• Your objective:
Can you retype only the lines from the one with "# test: point to the blue" through the final line of the material, exactly as given?

• Records to process:
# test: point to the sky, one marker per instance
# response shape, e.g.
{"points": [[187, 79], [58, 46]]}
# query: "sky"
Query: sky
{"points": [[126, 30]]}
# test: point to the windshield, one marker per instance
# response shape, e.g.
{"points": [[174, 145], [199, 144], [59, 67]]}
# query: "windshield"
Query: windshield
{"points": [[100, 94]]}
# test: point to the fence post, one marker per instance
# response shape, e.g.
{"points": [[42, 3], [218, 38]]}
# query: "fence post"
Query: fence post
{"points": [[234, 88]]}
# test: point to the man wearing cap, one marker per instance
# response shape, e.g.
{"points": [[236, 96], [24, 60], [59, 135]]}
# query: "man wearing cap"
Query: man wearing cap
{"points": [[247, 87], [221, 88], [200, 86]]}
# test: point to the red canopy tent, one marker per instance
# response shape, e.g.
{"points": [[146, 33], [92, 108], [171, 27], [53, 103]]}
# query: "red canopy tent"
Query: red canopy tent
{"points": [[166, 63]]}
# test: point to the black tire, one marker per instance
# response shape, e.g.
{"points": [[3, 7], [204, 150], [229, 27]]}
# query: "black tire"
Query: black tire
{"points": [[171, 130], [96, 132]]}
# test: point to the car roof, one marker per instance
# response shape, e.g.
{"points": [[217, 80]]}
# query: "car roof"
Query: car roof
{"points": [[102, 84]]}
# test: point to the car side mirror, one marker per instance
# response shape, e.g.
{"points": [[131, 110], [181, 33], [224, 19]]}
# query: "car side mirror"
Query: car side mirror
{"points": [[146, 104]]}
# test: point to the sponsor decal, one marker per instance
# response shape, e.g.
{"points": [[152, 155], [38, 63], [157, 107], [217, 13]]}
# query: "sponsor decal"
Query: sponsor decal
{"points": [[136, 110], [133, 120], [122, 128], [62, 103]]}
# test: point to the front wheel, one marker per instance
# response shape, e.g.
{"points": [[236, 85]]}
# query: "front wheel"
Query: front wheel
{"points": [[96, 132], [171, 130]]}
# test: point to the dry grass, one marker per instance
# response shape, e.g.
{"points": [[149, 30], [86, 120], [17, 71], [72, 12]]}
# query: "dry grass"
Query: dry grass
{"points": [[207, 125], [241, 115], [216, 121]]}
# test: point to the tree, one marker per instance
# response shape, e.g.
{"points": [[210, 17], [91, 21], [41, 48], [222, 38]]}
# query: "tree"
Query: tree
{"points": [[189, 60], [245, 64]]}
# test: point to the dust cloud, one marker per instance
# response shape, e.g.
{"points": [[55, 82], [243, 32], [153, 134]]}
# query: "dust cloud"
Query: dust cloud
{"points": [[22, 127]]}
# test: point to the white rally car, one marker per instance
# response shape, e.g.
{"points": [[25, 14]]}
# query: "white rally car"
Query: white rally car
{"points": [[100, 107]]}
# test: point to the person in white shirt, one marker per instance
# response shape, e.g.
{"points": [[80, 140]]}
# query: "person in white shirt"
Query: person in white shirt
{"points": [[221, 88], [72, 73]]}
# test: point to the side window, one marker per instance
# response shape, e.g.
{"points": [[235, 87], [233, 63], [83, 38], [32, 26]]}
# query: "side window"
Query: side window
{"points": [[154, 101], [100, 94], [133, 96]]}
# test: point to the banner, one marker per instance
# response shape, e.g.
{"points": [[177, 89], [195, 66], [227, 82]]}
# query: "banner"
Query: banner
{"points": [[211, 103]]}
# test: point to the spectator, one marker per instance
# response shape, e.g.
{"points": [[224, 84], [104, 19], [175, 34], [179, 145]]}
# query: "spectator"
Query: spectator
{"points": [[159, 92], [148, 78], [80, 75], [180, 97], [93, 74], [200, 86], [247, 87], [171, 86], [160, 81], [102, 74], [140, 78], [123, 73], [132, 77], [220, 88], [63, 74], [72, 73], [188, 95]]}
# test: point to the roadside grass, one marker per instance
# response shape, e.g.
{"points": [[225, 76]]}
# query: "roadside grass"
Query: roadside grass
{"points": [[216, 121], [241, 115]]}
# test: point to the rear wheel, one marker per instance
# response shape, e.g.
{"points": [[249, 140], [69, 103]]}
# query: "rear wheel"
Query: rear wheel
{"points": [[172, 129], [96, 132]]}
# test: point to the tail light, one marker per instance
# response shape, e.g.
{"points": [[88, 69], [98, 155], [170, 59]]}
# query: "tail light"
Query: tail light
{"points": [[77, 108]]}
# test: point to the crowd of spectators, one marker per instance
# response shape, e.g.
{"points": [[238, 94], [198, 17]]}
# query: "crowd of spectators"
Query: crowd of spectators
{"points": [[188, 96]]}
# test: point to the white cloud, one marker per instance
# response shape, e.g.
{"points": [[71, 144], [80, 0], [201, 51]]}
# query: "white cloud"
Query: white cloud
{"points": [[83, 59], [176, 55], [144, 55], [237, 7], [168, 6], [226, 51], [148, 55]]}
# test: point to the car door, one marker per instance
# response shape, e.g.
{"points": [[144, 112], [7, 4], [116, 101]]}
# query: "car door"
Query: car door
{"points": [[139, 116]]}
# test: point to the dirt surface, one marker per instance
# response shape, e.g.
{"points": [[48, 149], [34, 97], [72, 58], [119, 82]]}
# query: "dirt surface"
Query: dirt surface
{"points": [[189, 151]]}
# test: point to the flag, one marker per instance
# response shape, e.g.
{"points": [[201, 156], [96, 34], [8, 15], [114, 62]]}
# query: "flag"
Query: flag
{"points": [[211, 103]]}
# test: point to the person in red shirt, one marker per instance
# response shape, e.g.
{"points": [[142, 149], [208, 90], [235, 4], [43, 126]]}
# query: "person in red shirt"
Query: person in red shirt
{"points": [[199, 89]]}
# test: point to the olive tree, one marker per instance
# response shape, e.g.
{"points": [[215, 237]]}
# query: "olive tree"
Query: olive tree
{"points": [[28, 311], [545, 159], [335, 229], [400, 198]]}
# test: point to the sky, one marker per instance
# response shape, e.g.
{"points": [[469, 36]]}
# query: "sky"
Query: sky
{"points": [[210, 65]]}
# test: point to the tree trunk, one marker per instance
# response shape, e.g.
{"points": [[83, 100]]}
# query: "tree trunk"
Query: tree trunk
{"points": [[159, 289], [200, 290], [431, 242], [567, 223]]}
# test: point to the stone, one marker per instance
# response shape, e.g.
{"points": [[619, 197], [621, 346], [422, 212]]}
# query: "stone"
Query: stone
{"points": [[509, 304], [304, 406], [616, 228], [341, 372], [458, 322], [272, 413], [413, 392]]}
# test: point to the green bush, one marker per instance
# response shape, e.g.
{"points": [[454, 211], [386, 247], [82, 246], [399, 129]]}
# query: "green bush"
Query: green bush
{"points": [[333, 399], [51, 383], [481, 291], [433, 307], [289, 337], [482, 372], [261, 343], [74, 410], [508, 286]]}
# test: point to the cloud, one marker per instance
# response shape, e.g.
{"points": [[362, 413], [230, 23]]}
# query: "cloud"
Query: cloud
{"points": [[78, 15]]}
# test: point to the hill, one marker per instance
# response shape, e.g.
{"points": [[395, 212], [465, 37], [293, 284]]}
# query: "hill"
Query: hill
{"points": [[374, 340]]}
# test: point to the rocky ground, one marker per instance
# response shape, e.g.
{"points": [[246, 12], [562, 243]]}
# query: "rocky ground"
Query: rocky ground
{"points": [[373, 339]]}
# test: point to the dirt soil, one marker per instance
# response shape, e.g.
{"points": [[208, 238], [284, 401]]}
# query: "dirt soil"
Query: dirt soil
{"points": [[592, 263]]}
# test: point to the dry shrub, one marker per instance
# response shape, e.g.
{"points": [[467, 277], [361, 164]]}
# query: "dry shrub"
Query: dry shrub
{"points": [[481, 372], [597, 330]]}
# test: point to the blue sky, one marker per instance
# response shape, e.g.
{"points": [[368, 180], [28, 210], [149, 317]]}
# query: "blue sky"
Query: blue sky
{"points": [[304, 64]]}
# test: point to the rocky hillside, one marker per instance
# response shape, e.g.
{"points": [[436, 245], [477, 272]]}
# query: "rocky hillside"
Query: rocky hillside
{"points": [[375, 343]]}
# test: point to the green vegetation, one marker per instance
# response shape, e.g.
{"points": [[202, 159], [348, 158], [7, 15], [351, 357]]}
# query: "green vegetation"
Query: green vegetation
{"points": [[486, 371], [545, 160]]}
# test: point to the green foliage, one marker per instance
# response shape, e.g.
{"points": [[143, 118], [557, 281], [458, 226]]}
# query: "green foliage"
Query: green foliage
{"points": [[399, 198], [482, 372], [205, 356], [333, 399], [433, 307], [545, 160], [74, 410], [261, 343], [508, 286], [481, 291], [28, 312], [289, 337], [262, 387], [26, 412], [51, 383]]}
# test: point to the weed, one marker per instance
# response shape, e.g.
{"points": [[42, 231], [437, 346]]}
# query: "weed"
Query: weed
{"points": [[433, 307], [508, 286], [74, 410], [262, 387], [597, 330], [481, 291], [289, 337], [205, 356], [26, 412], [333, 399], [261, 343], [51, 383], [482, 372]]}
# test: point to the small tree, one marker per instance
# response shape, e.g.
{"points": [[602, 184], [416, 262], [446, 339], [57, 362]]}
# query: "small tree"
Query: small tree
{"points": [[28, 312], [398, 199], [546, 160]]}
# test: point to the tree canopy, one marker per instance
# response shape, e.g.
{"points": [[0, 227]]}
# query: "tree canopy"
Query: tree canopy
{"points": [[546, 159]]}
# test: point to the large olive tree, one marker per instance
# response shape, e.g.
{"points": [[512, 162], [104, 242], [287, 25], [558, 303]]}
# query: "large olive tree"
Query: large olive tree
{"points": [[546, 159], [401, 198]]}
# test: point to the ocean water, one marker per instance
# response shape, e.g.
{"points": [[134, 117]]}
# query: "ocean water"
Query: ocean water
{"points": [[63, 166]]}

• Output:
# test: point to the blue sky, one marker per instance
# response shape, e.g.
{"points": [[368, 180], [28, 210], [149, 317]]}
# query: "blue sky"
Query: blue sky
{"points": [[304, 64]]}
# test: point to the rocky hillside, one marker per instance
# response shape, e.g.
{"points": [[436, 245], [477, 272]]}
# query: "rocky hillside"
Query: rocky hillside
{"points": [[375, 343]]}
# test: point to the green vegetation, one marker per instance
# response shape, e.g.
{"points": [[202, 159], [348, 158], [7, 15], [351, 357]]}
# query: "green vegetation"
Query: green vegetation
{"points": [[486, 371], [545, 160]]}
# test: point to the green foliage, one marker per instance
# response shape, e.g.
{"points": [[143, 118], [557, 281], [458, 226]]}
# query: "green foliage"
Query: green foliage
{"points": [[399, 198], [482, 372], [205, 356], [333, 399], [433, 307], [545, 160], [74, 410], [261, 343], [508, 286], [481, 291], [28, 312], [289, 337], [262, 387], [26, 412], [51, 383]]}
# test: point to the weed, one marker per instance
# response shape, e.g.
{"points": [[42, 231], [437, 346]]}
# query: "weed"
Query: weed
{"points": [[433, 307], [508, 286], [74, 410], [262, 387], [597, 330], [481, 291], [289, 337], [205, 356], [26, 412], [333, 399], [261, 343], [51, 383], [482, 372]]}
# test: point to the small tree, one marker per instance
# response shape, e.g.
{"points": [[602, 184], [416, 262], [446, 339], [57, 362]]}
# query: "small tree"
Query: small tree
{"points": [[28, 312], [398, 199], [546, 160]]}
# test: point to the tree canopy, one marker per instance
# response shape, e.g.
{"points": [[0, 227]]}
# query: "tree canopy"
Query: tree canopy
{"points": [[546, 159]]}
# test: point to the large olive tree, one marker per instance
# response shape, e.g.
{"points": [[512, 162], [104, 242], [287, 25], [558, 303]]}
# query: "large olive tree"
Query: large olive tree
{"points": [[546, 159], [401, 198]]}
# test: point to the ocean water, one marker per instance
# response shape, e.g.
{"points": [[134, 117]]}
# query: "ocean water"
Query: ocean water
{"points": [[63, 166]]}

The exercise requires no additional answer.